**Задание:** Пожалуйста, перепишите все записи ниже строка за строкой без изменений, но изображения в ответ не включайте.

────────────────

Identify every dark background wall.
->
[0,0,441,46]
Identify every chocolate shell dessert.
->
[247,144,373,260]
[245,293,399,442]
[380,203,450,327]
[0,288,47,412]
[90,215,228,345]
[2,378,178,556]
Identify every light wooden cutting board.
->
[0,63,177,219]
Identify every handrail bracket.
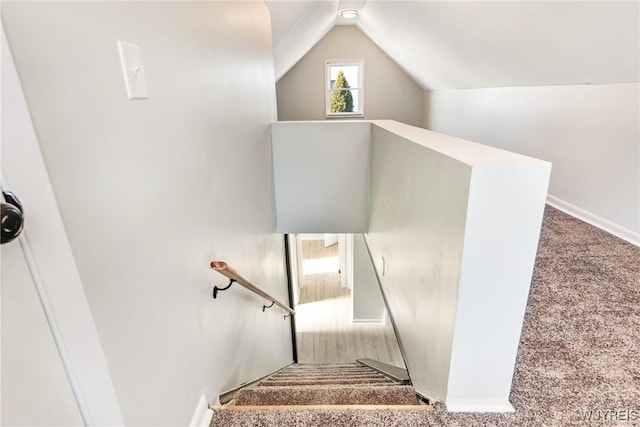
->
[213,279,236,300]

────────────────

**Полный ответ:**
Identify every dark background wall.
->
[0,0,441,46]
Identify every chocolate shell dessert.
->
[247,144,373,260]
[245,293,399,442]
[380,203,450,327]
[0,288,47,412]
[90,215,228,345]
[2,378,178,556]
Identify every light wooden cutting board.
->
[0,63,177,219]
Identify every handrail bracket.
->
[213,279,236,300]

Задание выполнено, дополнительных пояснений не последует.